Dans son roman « Neige de Printemps », Yukio Mishima écrit ceci :
« A cette heure, elle parlait aussi en représailles contre tous ceux qui l’entouraient dans sa vieillesse et dont elle sentait la puissance perfide se refermer sur elle pour la broyer. Sa voix apportait l’écho joyeux d’une autre ère, une ère de bouleversements, ère de violence que cette génération-ci avait oublié, où la crainte de la prison et de la mort n’arrêtait personne, où cette double menace constituait la trame de la vie quotidienne. Elle appartenait à une génération de femmes qui tenaient pour rien de laver leurs assiettes dans un fleuve que l’on voyait charrier des cadavres. Ça c’était vivre ! »
Il y a quelques jours, notre ministre dit « de la justice » a proclamé à peu près ceci :
« Sans sécurité, il n’est pas de liberté » et, avec lui, à peu près tout le monde approuve comme une évidence. Or, ce n’est là que l’aveu enfin assumé du choix de notre époque que l’on pourrait bien plutôt énoncer comme suit : la sécurité ou la mort. Autrement dit sacrifions la liberté sur l’autel de la Sécurité. Car prétendre que sécurité et liberté vont de pair est le plus odieux mensonge de ce temps. Si les Résistants avaient choisi la sécurité, nous serions nazis. Si les hommes du fond des cavernes avaient choisi la sécurité, nous y serions toujours mais plus probablement nous aurions disparu. Si Socrate avait choisi la sécurité, il aurait vieilli tranquille en tournant le dos à la philosophie. Et ainsi des Copernic et des Galilée et de tous ces fous géniaux, artistes, penseurs, scientifiques, conquérants, qui firent de l’aventure humaine une passionnante et gratifiante épopée produisant ces civilisations brillantes comme des phares dans la nuit de l’Histoire.
Disciple de Socrate, Platon tenait la vie pour un beau risque à courir. Courir le risque c’est être libre et c’est justement cela qui est beau dans la vie. Que dire de la sécurité là-dedans ? Sinon qu’elle va nécessairement limiter le risque, du coup, limiter aussi notre aptitude à agir en être libre. Et détruire la beauté de l’acte en en amoindrissant la valeur.

**EXERCICE 1**
Relevez toutes les personnes désignées par leur nom propre dans le texte sur la sécurité et la liberté.

**DONNÉES FOURNIES**
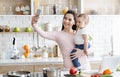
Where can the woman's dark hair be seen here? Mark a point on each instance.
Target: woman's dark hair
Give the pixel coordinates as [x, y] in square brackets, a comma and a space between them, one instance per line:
[74, 15]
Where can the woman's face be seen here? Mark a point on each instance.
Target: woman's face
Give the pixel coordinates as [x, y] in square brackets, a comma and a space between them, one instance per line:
[80, 23]
[68, 21]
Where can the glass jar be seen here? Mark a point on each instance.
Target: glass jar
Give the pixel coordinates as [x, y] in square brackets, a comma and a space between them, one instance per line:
[7, 28]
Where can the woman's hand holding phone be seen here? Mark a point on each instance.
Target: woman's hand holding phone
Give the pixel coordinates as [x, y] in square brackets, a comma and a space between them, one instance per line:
[36, 17]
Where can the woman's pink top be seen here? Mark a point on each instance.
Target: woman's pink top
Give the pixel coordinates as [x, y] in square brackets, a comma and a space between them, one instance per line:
[66, 44]
[64, 40]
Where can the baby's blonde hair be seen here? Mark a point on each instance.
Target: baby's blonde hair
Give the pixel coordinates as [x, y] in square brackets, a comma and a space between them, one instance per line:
[85, 17]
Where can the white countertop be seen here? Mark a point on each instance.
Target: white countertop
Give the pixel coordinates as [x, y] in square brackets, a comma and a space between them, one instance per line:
[38, 61]
[31, 61]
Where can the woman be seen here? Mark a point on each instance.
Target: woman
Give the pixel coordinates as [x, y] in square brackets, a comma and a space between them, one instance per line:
[64, 38]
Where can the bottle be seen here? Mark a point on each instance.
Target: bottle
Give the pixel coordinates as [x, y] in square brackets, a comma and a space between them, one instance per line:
[54, 9]
[55, 51]
[44, 52]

**EXERCICE 2**
Réécrivez en liste JSON de chaînes, une chaîne par ligne et sans les lignes vides, les lignes des enregistrements allant de celle qui contient « Where can the bottle » jusqu'à la fin des enregistrements.

**RÉPONSE CORRECTE 1**
Yukio Mishima
Socrate
Copernic
Galilée
Platon

**RÉPONSE CORRECTE 2**
[
  "Where can the bottle be seen here? Mark a point on each instance.",
  "Target: bottle",
  "Give the pixel coordinates as [x, y] in square brackets, a comma and a space between them, one instance per line:",
  "[54, 9]",
  "[55, 51]",
  "[44, 52]"
]